### What is being asked
Set down all the data again. Change nothing.

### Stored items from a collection
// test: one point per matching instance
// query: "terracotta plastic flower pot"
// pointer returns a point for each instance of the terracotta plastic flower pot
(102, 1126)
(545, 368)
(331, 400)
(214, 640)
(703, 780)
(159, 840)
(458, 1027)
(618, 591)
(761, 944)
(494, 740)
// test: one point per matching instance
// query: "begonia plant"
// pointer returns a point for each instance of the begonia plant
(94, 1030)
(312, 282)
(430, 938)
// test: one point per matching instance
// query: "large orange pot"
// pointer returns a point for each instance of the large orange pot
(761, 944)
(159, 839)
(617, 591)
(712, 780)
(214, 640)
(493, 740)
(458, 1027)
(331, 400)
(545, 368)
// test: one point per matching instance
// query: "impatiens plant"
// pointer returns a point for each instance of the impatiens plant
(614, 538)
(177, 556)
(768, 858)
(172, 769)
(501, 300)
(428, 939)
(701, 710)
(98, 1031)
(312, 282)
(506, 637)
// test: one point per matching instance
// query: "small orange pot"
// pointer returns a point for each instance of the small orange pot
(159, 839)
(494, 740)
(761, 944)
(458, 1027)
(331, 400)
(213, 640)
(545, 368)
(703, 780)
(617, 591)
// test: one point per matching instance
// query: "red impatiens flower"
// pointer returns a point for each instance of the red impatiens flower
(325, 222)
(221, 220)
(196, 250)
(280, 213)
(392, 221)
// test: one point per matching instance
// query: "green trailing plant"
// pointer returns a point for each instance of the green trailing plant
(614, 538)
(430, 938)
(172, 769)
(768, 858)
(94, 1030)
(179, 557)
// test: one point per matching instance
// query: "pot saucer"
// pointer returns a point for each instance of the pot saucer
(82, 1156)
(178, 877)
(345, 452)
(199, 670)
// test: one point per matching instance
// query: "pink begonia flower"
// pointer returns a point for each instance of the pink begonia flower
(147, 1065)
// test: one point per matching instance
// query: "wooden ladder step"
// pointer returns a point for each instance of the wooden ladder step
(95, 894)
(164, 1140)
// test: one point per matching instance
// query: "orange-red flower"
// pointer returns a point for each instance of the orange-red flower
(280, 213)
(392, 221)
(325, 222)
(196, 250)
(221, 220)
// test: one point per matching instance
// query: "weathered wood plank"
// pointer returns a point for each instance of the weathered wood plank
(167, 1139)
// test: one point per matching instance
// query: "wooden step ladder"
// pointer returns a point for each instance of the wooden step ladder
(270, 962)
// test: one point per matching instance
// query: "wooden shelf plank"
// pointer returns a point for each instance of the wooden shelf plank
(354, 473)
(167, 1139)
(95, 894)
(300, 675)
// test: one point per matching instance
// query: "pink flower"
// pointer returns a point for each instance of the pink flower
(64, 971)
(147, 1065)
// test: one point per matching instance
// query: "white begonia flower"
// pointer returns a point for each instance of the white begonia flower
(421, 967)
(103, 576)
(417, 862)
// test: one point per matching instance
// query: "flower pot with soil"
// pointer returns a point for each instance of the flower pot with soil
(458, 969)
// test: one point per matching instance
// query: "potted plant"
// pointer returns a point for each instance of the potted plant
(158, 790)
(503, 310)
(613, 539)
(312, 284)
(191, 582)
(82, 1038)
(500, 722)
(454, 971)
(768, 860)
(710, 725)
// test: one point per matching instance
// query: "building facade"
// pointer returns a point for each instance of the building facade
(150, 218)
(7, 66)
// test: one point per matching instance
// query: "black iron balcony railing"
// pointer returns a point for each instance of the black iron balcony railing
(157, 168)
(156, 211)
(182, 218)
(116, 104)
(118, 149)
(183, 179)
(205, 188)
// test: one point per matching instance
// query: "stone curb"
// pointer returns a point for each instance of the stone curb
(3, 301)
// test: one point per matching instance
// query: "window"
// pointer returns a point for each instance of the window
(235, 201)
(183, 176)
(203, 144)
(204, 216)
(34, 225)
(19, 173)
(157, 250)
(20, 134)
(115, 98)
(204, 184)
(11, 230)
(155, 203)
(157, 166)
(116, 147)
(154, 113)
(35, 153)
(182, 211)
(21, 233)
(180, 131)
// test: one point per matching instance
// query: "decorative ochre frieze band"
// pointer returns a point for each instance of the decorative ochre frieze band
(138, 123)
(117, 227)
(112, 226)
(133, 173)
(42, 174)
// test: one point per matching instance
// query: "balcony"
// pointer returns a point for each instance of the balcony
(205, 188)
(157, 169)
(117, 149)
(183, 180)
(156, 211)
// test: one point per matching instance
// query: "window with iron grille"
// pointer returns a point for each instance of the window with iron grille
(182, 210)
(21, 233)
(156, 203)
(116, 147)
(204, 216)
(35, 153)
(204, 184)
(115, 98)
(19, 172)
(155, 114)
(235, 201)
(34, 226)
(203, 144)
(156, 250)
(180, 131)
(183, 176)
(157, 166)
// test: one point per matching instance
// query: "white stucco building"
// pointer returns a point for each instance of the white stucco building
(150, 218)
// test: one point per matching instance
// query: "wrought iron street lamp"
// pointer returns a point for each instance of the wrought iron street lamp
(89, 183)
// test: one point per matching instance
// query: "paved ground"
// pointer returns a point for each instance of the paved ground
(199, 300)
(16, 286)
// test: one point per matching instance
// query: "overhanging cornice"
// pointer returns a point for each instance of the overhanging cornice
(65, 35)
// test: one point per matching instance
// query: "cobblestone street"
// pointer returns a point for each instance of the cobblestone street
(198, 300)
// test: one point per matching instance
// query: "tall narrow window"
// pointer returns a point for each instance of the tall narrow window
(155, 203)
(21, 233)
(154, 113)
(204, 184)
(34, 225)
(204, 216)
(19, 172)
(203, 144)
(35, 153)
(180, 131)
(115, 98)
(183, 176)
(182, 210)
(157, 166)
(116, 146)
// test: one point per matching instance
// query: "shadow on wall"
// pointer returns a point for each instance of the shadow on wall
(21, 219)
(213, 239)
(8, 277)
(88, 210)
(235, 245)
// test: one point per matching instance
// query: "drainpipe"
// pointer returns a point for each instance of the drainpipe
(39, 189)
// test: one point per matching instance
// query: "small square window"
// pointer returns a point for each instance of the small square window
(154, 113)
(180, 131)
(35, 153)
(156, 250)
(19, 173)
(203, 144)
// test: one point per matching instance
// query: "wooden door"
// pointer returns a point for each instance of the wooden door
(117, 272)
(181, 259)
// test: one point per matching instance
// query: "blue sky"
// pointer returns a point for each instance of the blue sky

### Expected answer
// test: one point per matching instance
// query: "terracotta plastic flower pot"
// pointer returns a point for each instance of the terracotta plastic flower pot
(102, 1126)
(545, 368)
(331, 400)
(214, 640)
(703, 780)
(159, 840)
(458, 1027)
(618, 591)
(761, 944)
(494, 740)
// test: one point per matching instance
// query: "begonia plant"
// pointer returns a point for each instance of the begonia plant
(94, 1030)
(312, 282)
(430, 938)
// test: one point per matching instance
// query: "large orange pot"
// pointer returns a point for each instance of the large orange pot
(761, 944)
(159, 839)
(617, 591)
(712, 780)
(214, 640)
(493, 740)
(458, 1027)
(331, 400)
(545, 368)
// test: one point per matching instance
// query: "impatiens plant"
// pointer returns a point for each instance of the impatiens plant
(614, 538)
(177, 556)
(768, 858)
(172, 769)
(501, 300)
(428, 939)
(701, 710)
(98, 1031)
(312, 282)
(506, 637)
// test: one point per matching instance
// query: "small orange pot"
// pointer returns a point for each instance of the small orange pot
(159, 839)
(494, 740)
(761, 944)
(458, 1027)
(331, 400)
(213, 640)
(545, 368)
(703, 780)
(617, 591)
// test: one point per matching instance
// query: "red impatiens flower"
// pointer returns a point for each instance of the red impatiens flower
(325, 222)
(221, 220)
(196, 250)
(280, 213)
(392, 221)
// test: one point per matching instance
// query: "green trailing plant"
// pointer returns a point for each instance of the green trailing plant
(614, 538)
(430, 938)
(172, 769)
(768, 858)
(94, 1030)
(179, 557)
// test: one point per matching instance
// query: "pot saucer"
// pointer returns a point for each instance of the pot saucer
(82, 1156)
(178, 877)
(345, 452)
(199, 670)
// test: one point per matching instance
// query: "pink begonia flower"
// pointer returns a point for each instance of the pink begonia flower
(147, 1065)
// test: one point per matching instance
// query: "wooden ladder step"
// pointer returns a point for each instance of the wooden ladder step
(95, 894)
(164, 1140)
// test: one point per matching instance
// query: "orange-red flower"
// pointer returns a point for each instance of the orange-red flower
(280, 213)
(392, 221)
(325, 222)
(196, 250)
(221, 220)
// test: one point per matching instance
// query: "weathered wood plank"
// pointer returns a point for each instance of the weathered wood plank
(167, 1139)
// test: one point per matching instance
// query: "wooden step ladder"
// pointer returns a point for each instance of the wooden step ladder
(270, 962)
// test: one point per matching instance
// query: "wooden shelf plank"
// pointer returns a point for each instance of the wooden shelf plank
(354, 473)
(167, 1139)
(95, 894)
(300, 675)
// test: one point per matching instance
// query: "pink flower"
// pointer returns a point for each instance of the pink flower
(64, 971)
(147, 1065)
// test: one point per matching instance
// query: "white begonia flower"
// pointer returns a point for each instance of the white begonia flower
(421, 967)
(103, 576)
(417, 862)
// test: one point per matching instance
// query: "flower pot with soil"
// pointer returns a point for each instance of the flower pot with soil
(458, 969)
// test: one point per matching instance
// query: "potted plant"
// pointer returns a point for each instance of the potted plant
(158, 790)
(503, 310)
(613, 539)
(312, 284)
(191, 582)
(82, 1038)
(500, 722)
(454, 971)
(768, 860)
(710, 725)
// test: one point per matching instance
// query: "building facade"
// pointer returns a point for each instance of the building facade
(150, 218)
(7, 66)
// test: one point per matching instance
// query: "black iron balcony railing"
// pointer returns a point for each instance of the black iron balcony railing
(157, 168)
(156, 211)
(182, 218)
(116, 104)
(118, 149)
(183, 179)
(205, 188)
// test: one point per matching instance
// query: "stone curb"
// pointer returns a point for each instance of the stone curb
(3, 301)
// test: one point per matching instance
// query: "window"
// pointer returns a point for each instance of the window
(235, 201)
(183, 176)
(203, 144)
(204, 216)
(34, 225)
(19, 173)
(157, 250)
(20, 134)
(115, 98)
(204, 184)
(11, 230)
(155, 203)
(157, 166)
(116, 147)
(154, 113)
(35, 153)
(182, 211)
(21, 233)
(180, 131)
// test: one point per matching instance
// query: "decorative ochre frieze band"
// pointer returns a point for each instance of the decorative ochre frieze band
(138, 123)
(117, 227)
(112, 226)
(133, 173)
(42, 174)
// test: one point per matching instance
// query: "balcony"
// pointer returns a point for each instance of the balcony
(205, 188)
(157, 169)
(117, 149)
(183, 180)
(156, 211)
// test: one point per matching instance
// query: "window with iron grille"
// pointer returns a point for each instance of the window with iron grille
(182, 210)
(21, 233)
(156, 203)
(116, 147)
(204, 216)
(35, 153)
(204, 184)
(115, 98)
(19, 172)
(155, 114)
(235, 201)
(34, 226)
(203, 144)
(156, 250)
(180, 131)
(183, 176)
(157, 166)
// test: one point per matching instance
// query: "white stucco building"
// pointer returns a point for each instance of the white stucco building
(150, 218)
// test: one point per matching instance
// query: "wrought iron street lamp"
// pointer returns a point for each instance of the wrought iron street lamp
(89, 183)
// test: one point per matching instance
// query: "paved ground"
// pointer returns a point for each instance of the paved ground
(199, 300)
(16, 286)
// test: one point per matching instance
// query: "overhanging cornice"
// pointer returns a point for each instance of the overhanging cornice
(65, 35)
// test: one point per matching instance
// query: "cobblestone street"
// pointer returns a point for each instance of the cobblestone street
(198, 300)
// test: one point per matching instance
// query: "tall narrow window"
// pointer returns a point for each instance of the tall narrow window
(155, 203)
(21, 233)
(154, 113)
(204, 184)
(34, 225)
(204, 216)
(19, 172)
(203, 144)
(35, 153)
(180, 131)
(115, 98)
(183, 176)
(182, 210)
(157, 166)
(116, 146)
// test: one point per matching instance
// query: "shadow on wall"
// pointer returns a point for each instance of the shadow on wall
(21, 219)
(213, 239)
(8, 277)
(88, 210)
(235, 245)
// test: one point per matching instance
// query: "drainpipe"
// pointer returns a point for each instance of the drainpipe
(39, 189)
// test: one point per matching instance
// query: "small square window"
// pointer returns a point for each instance of the small square window
(154, 113)
(180, 131)
(35, 153)
(156, 250)
(19, 173)
(203, 144)
// test: one point per matching instance
// query: "wooden door"
// pointer returns a point for each instance of the wooden door
(117, 272)
(181, 259)
// test: one point per matching instance
// query: "blue sky"
// pointer returns a point for each instance of the blue sky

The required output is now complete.